━━ The data ━━
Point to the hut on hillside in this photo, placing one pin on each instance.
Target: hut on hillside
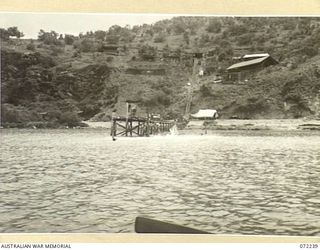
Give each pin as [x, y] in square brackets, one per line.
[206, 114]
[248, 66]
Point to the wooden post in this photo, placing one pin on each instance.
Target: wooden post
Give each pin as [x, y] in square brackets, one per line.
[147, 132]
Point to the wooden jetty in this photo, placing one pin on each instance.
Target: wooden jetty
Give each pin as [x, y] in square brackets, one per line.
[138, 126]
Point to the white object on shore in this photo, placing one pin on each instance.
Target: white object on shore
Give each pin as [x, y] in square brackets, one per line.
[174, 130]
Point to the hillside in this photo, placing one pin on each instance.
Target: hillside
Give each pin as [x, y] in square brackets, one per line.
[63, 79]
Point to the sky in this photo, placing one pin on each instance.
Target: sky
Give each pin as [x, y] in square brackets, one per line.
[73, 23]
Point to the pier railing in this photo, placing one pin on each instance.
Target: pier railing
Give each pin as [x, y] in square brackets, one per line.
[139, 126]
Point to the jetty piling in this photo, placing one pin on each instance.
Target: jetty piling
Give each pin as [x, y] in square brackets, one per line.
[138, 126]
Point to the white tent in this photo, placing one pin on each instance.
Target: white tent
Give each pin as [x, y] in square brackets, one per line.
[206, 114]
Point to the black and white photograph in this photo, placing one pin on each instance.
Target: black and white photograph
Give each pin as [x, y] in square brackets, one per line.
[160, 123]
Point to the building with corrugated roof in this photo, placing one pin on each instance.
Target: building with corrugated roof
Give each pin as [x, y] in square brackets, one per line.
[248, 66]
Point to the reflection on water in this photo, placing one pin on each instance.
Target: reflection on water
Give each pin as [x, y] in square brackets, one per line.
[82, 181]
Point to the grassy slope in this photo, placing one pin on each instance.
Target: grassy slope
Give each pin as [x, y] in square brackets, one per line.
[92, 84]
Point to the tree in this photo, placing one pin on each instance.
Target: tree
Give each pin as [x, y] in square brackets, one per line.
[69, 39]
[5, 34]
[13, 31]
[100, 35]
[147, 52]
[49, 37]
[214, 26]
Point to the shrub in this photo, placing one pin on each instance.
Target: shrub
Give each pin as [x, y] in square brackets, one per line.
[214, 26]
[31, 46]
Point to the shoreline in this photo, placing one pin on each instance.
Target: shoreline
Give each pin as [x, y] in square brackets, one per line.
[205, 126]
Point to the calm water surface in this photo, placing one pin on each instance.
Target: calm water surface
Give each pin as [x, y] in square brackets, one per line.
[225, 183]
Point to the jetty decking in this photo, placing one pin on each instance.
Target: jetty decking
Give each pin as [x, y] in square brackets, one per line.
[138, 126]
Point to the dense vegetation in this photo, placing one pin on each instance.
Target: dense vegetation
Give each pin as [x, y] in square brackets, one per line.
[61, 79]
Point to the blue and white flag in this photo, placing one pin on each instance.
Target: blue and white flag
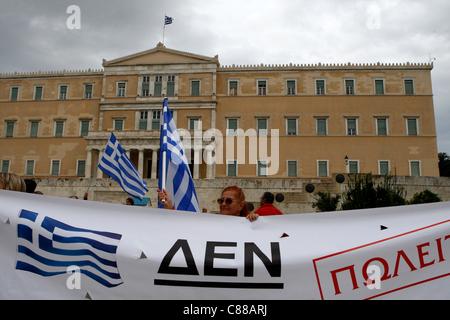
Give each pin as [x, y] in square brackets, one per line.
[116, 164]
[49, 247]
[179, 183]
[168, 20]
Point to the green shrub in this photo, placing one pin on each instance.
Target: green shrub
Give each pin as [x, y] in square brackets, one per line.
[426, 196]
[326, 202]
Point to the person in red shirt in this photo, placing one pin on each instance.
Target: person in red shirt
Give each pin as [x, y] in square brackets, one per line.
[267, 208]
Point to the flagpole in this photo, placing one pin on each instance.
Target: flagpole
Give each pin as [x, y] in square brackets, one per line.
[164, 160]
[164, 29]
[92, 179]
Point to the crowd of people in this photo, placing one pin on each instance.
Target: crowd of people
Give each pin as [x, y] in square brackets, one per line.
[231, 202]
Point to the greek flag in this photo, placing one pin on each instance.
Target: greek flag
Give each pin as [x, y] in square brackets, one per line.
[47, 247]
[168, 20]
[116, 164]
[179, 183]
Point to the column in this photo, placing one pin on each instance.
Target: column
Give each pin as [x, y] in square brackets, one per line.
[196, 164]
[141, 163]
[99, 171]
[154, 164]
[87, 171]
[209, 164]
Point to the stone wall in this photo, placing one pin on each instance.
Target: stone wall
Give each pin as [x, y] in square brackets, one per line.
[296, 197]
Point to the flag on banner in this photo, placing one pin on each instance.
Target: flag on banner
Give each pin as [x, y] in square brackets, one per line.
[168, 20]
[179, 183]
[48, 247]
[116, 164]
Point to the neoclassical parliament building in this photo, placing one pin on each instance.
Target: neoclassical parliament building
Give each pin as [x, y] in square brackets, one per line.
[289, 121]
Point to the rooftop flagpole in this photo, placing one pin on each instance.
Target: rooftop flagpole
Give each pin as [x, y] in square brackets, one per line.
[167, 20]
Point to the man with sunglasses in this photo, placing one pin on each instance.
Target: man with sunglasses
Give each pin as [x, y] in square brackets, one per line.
━━━
Return the lines above exactly; the images are not part of the copy.

▶ _Output below_:
Point to the hut on hillside in this photo, placing one pin on each instance.
Target: hut on hillside
Give each pin as [x, y] in square brackets, one per line.
[206, 114]
[248, 66]
Point to the wooden post in this photo, placing one pin on each instance.
Target: wooden post
Give each pin as [x, y] in square brackets, one per line.
[147, 132]
Point to the wooden jetty in this photo, placing one pin on each instance.
Target: wooden jetty
Give each pin as [x, y] in square brackets, one per line.
[138, 126]
Point to the white object on shore in this photo, placing one pin on each instance.
Target: white object on shore
Give each pin as [x, y] in square brackets, one per line.
[174, 130]
Point to the hillside in this photo, placing one pin on each instance.
Target: hillside
Give each pin as [x, y] in square brackets, one per line.
[63, 79]
Point to the sky in this photo, placing one pin on each instance.
Target: sky
Give each pin as [x, y] in square brackets, one per line.
[73, 23]
Point to the pier railing in this photo, placing one pin on each instance.
Target: pier railing
Give each pin as [x, y] in square brackets, one per line.
[139, 126]
Point to the jetty piling in this photo, placing one pin on each instance.
Target: jetty piling
Give each pin as [x, y] in square brackets, one per line.
[138, 126]
Point to the white tent in this photo, placing one pin on each instance.
Target: white tent
Give each pin as [x, y] in square brackets, one per line.
[206, 114]
Point to the black and white photograph in this photo, placing one pin on each instance.
Target: black and white photograph
Give each pin as [x, y] in square brackets, one per line.
[160, 123]
Point to the building with corrugated roof in this photo, placing one pin on each instance.
Target: building with corrugated roof
Give each pin as [x, y] in square brackets, one per line.
[248, 66]
Point to the reflection on water in this photo, placing one pin on each instance.
Target: reflection on water
Give each pin as [x, y] in square brackets, one per line.
[82, 181]
Point to the grassy slope in this photo, placing one pin on each instance.
Target: grassy slope
Give each pin as [x, y] in square brackets, one per line.
[92, 84]
Point to the tree in this photo, placing one pin on each instance.
Target: tree
Give each pin as [x, y] in square brackets, one per line.
[69, 39]
[5, 34]
[13, 31]
[100, 35]
[147, 52]
[49, 37]
[214, 26]
Point to the shrub in this photo, placing one pin on each instance.
Target: shrub
Give each pin as [x, y] in square brackets, one per line.
[214, 26]
[31, 46]
Point to the shoreline in this photo, placing one pin on each instance.
Target: shoreline
Give each pin as [x, y] in square brackets, one per line.
[205, 126]
Point to the calm water surface in this photo, placing one pin on each instance.
Target: calm water surface
Give each pin as [x, y] in square brackets, one per line.
[225, 183]
Point to the jetty decking in this photo, placing one pin on each instance.
Target: jetty decking
Give each pin as [x, y] in square brackets, one per line.
[138, 126]
Point to the dense vegetation in this photo, placing one pin on each instance.
Target: dense vegetation
Give each pin as [x, y] in square brackets, one per line.
[61, 79]
Point to the blue and white flag in this photo, placing one pin on each instance.
Target: blue and white flag
Give each pin as [x, y] in square brackets, one per line.
[116, 164]
[49, 247]
[179, 183]
[168, 20]
Point to the green shrub in this photo, placing one pin on each instance.
Target: green shrub
Give each pin as [x, y] in square brackets, one per line.
[426, 196]
[326, 202]
Point to the person in red shirt in this photo, placing one pin on each instance.
Target: person in red shirt
Give each pin as [x, y] in square brackets, one per line.
[267, 208]
Point to the flagpole in this photo, placing one pin on each instance.
Target: flagpole
Give each pin as [x, y] in square brackets, one per line.
[164, 160]
[164, 29]
[92, 179]
Point to the crowd of people in this photo, placing one pin on each instance.
Target: crowd of people
Give each pin as [x, y] in square brackets, one per line.
[231, 202]
Point to the greek flag in this photo, placing one pin on each instance.
Target: greek flag
Give each pin as [x, y] in square brackets, one per line.
[47, 247]
[168, 20]
[116, 164]
[179, 183]
Point to the column in this photo, placing one pin on each instance.
Target: column
Give each pin as [x, y] in square brackets, one per line.
[196, 164]
[141, 163]
[99, 171]
[154, 164]
[87, 171]
[209, 164]
Point to the stone wall in this photo, placing one pin on each instance.
Target: stone wall
Give each pin as [x, y] in square brackets, one per line.
[296, 197]
Point to the flag on banner in this photo, placing one pin on each instance.
Target: flag on banner
Give each pin as [x, y] in square brackets, one per line.
[168, 20]
[179, 183]
[48, 247]
[116, 164]
Point to the neoclassical parliament building in this photo, placing one pin on each instance.
Target: neoclassical parliament building
Give each pin as [x, y] in square brackets, one per line.
[289, 121]
Point to the rooftop flagpole in this photo, placing one pin on each instance.
Target: rooftop flagpole
Give each pin as [x, y] in square brackets, one per line.
[167, 20]
Point to the man with sunglasses in this photo, placing one pin on each instance.
Target: man with sunglasses
Give each pin as [x, y] in square brackets, one per line.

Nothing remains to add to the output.